YOUR INSTRUCTIONS - Can you write out every line of the records below, requests included, with each polygon coordinate in the answers multiplied by 0.35 and rounded to a whole number (halves up)? Leave the pictures out.

PROVIDED DATA -
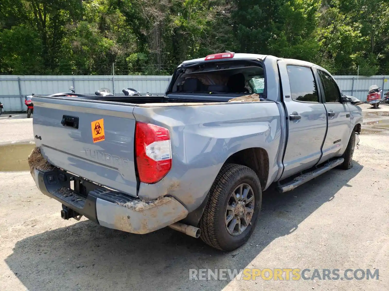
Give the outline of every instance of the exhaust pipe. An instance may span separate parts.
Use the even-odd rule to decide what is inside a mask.
[[[196,239],[200,237],[200,234],[201,233],[201,230],[198,227],[195,227],[192,225],[188,225],[179,222],[176,222],[175,223],[171,224],[169,225],[169,227],[175,230],[181,232]]]

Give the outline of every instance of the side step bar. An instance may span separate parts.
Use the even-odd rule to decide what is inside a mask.
[[[344,159],[343,158],[330,161],[320,168],[305,174],[303,174],[298,177],[296,177],[292,181],[286,184],[280,185],[277,187],[277,190],[281,193],[293,190],[304,183],[320,176],[323,173],[325,173],[327,171],[329,171],[331,169],[339,166],[343,161],[344,161]]]

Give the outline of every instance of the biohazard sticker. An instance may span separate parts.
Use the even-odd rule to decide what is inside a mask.
[[[91,126],[92,127],[92,137],[93,139],[93,142],[102,142],[105,139],[104,133],[103,119],[92,121]]]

RESULT -
Give the outline of every instance of the exhaust pipe. An instance may span separate parts.
Use the even-odd rule to decide what is inside a mask.
[[[69,84],[70,83],[70,82],[70,82],[70,81],[69,79],[68,79],[67,79],[66,79],[63,78],[62,78],[61,78],[60,78],[59,79],[59,79],[61,81],[63,81]]]

Give the outline of every instance of the side step bar. An instance may span separate parts.
Use the even-odd rule to decide what is inside a mask.
[[[120,56],[120,55],[116,56],[112,59],[107,61],[106,61],[104,62],[104,62],[102,63],[100,64],[98,65],[97,65],[97,67],[98,68],[103,67],[106,64],[112,62],[113,61],[114,61],[114,60],[115,60],[116,59],[119,58],[120,56],[120,56]]]

Give the outline of every instance of the biohazard sticker. An instance may span separate parts.
Use the even-odd rule to decide what is inside a mask.
[[[32,44],[32,44],[32,48],[33,49],[33,50],[36,50],[37,49],[36,47],[36,42],[32,42]]]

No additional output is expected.